Extracted text:
Protecting Pets

Our country’s claim to being a nation of animal lovers is contradicted by soft punishments for illegal breeders and abusers.

Ireland’s claim to be a nation of animal lovers is undermined by the lack of action in pursuing those who betray the trust and loyalty naturally given by creatures in our care.

New figures show that only two convictions have been secured so far this year under the Animal Health and Welfare Act which was introduced in 2013 as a robust measure to prosecute those who abuse animals.

That number is as good as nil considering the level of animal ownership in the country between pets and farming, and when people are found guilty of abuse through the courts they are rarely given the appropriate punishment.

In October last year a 44-year-old man was convicted of killing his pet jack russell by swinging the dog overhead by its lead and smashing it into the ground over 30 times as he crossed a park full of children.

The man said he did it because he could no longer afford veterinary bills. He was given 200 hours of community service.

The Dublin Society for the Prevention of Cruelty to Animals, which gathered evidence for the case, was appalled at the leniency of the sentence. No jail time, no fine and no order banning the man from keeping an animal in future.

In Britain at the same time a woman who killed her staffordshire bull terrier was jailed for four months and ordered to pay £500 in costs to the RSPCA for its efforts in pursuing her conviction. She was also banned from keeping any animal as a pet for life.

Ireland’s record of failing to pursue animal abuse runs much deeper than just in cases of outright violence towards pets.

The country is a conveyor belt of puppies bred in appalling conditions for the black market, where gangs who used to smuggle counterfeit cigarettes now trade in designer dogs. jackahuahuas (a mix of jack russell and chihuahua); cavachons (cavalier king charles spaniel and bichon frise) and cockapoo (cocker spaniel and poodle) are offered online as purebreeds. Instead the disease-ridden animals often die within weeks of being sold to their new owners.

The callous cruelty of that trade is amplified in the treatment of the breeding bitches which are kept in veal-like conditions and kept alive only so as long as they can produce litters, usually only for three years because of the intensive breeding.

Last week a father and son who run a farm with up to 300 breeding bitches were fined €4,000 each for a series of abuses including keeping bitches and newborn pups locked in small crates with little ventilation.

Meanwhile dozens of puppies are seized in Irish ports every fortnight as part of ongoing actions against illegal trafficking as thousands of other dogs get through. That is, however, not Ireland’s only contribution to the dog populations of our neighbours.

It should be a source of national shame that, as this paper reported in January, 200 dogs are exported to Britain and Sweden every month because our pounds are too full to keep them.

Proper sanctions need to be given to those who fail to care for their animals and those who wilfully abuse them, otherwise the widespread perception that animals are disposable will continue.

Supplied information:
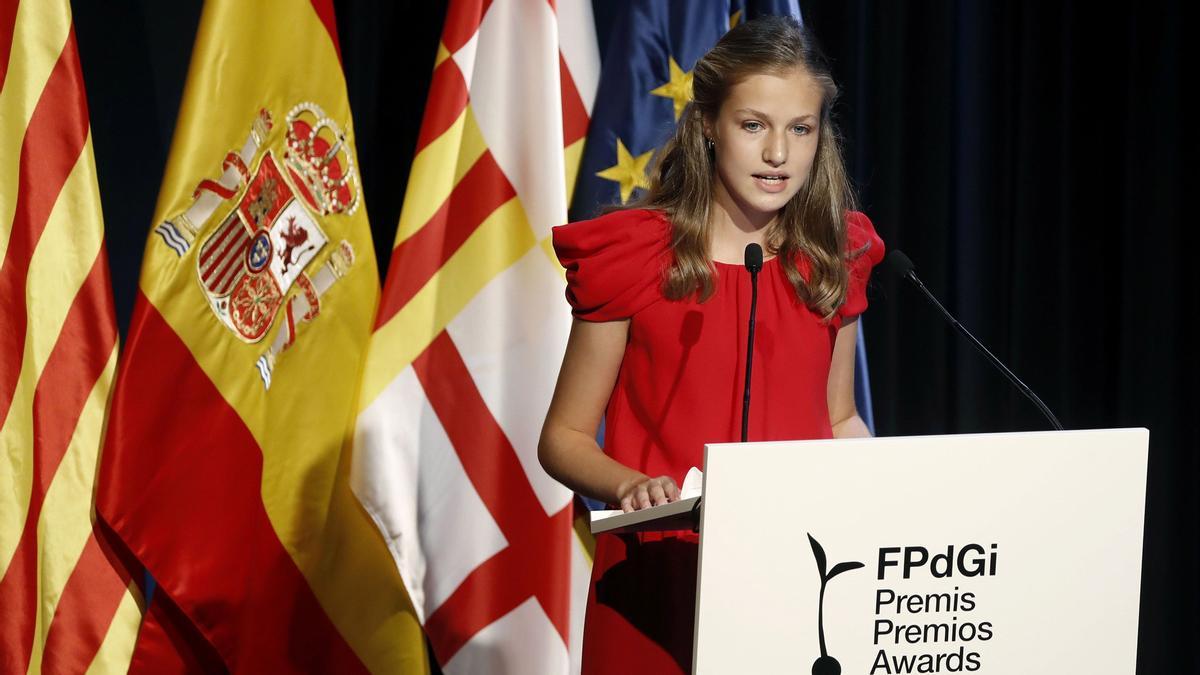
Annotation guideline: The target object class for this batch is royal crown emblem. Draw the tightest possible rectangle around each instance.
[155,102,361,389]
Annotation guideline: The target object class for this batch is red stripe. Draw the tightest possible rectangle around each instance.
[192,178,238,199]
[416,59,470,153]
[200,216,240,269]
[0,28,88,424]
[312,0,342,65]
[376,153,516,327]
[128,589,229,675]
[221,153,250,181]
[42,532,130,673]
[96,293,366,673]
[204,228,250,293]
[425,507,571,664]
[413,331,571,663]
[0,0,20,91]
[0,246,116,673]
[413,330,546,530]
[558,52,588,147]
[442,0,492,54]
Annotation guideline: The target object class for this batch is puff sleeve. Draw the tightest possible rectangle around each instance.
[838,211,884,325]
[553,209,671,321]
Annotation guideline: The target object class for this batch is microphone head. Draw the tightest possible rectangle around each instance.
[883,249,914,276]
[746,244,762,274]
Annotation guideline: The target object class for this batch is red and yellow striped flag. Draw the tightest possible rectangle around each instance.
[0,0,140,673]
[353,0,599,674]
[97,0,427,673]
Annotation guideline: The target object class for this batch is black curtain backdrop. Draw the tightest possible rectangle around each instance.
[72,0,1200,674]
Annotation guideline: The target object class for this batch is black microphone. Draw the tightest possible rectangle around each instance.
[742,244,762,443]
[888,251,1063,431]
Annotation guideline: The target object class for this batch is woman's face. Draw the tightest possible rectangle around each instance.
[704,68,823,227]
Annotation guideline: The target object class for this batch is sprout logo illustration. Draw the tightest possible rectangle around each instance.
[809,534,863,675]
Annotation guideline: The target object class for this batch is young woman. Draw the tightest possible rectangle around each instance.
[539,18,883,673]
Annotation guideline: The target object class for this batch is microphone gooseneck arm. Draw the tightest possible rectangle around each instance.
[742,244,762,443]
[896,251,1063,431]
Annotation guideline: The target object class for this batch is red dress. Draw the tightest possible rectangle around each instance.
[554,210,883,675]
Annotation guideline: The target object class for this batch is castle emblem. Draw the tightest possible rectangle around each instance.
[155,102,361,388]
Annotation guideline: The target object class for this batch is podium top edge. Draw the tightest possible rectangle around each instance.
[704,426,1150,448]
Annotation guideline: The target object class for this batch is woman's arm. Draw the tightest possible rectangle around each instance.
[538,319,679,510]
[828,317,871,438]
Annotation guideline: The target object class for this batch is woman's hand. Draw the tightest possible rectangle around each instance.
[617,476,679,513]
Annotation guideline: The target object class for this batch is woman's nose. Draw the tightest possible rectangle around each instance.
[762,133,787,167]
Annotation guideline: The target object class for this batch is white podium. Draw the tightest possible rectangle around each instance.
[593,429,1150,675]
[694,429,1148,675]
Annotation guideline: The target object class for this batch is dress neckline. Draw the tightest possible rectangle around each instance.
[709,256,779,269]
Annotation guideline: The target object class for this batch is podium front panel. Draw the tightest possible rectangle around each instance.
[694,429,1148,675]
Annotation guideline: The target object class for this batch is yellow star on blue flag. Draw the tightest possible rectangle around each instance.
[650,56,691,121]
[596,138,654,204]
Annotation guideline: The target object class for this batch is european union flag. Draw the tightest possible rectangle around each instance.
[570,0,875,438]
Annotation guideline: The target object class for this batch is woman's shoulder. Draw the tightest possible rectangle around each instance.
[553,209,671,321]
[554,209,671,243]
[846,211,883,258]
[836,211,884,325]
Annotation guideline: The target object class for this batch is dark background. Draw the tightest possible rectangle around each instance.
[72,0,1200,673]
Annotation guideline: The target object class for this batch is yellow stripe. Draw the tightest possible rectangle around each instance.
[0,136,102,569]
[29,346,116,673]
[572,513,596,565]
[538,235,566,283]
[0,0,71,264]
[88,583,145,675]
[140,0,427,673]
[563,138,587,204]
[308,454,430,675]
[359,197,538,412]
[433,40,450,70]
[392,106,487,247]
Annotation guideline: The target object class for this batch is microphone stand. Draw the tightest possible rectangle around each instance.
[742,244,762,443]
[897,251,1063,431]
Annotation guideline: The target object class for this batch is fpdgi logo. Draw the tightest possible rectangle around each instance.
[809,534,863,675]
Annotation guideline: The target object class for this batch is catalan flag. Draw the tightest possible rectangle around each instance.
[352,0,599,674]
[0,0,142,673]
[96,0,427,674]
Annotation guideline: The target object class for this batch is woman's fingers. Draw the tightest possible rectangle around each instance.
[620,476,679,513]
[662,476,679,502]
[649,479,670,506]
[634,482,654,508]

What this exercise asks:
(a) In the editorial on protecting pets, copy the passage that begins with "Last week a" and ends with "to keep them.". Replace "Irish ports" with "Irish harbors".
(b) Shorten the paragraph of the editorial on protecting pets that begins "The country is a conveyor belt", keeping its main facts.

Answers per task:
(a)
Last week a father and son who run a farm with up to 300 breeding bitches were fined €4,000 each for a series of abuses including keeping bitches and newborn pups locked in small crates with little ventilation.

Meanwhile dozens of puppies are seized in Irish harbors every fortnight as part of ongoing actions against illegal trafficking as thousands of other dogs get through. That is, however, not Ireland’s only contribution to the dog populations of our neighbours.

It should be a source of national shame that, as this paper reported in January, 200 dogs are exported to Britain and Sweden every month because our pounds are too full to keep them.

(b) Ireland mass-produces puppies in appalling conditions for the black market. Gangs that once smuggled counterfeit cigarettes now sell designer crossbreeds online as purebreeds, such as jackahuahuas, cavachons and cockapoos. The diseased animals often die within weeks of being sold.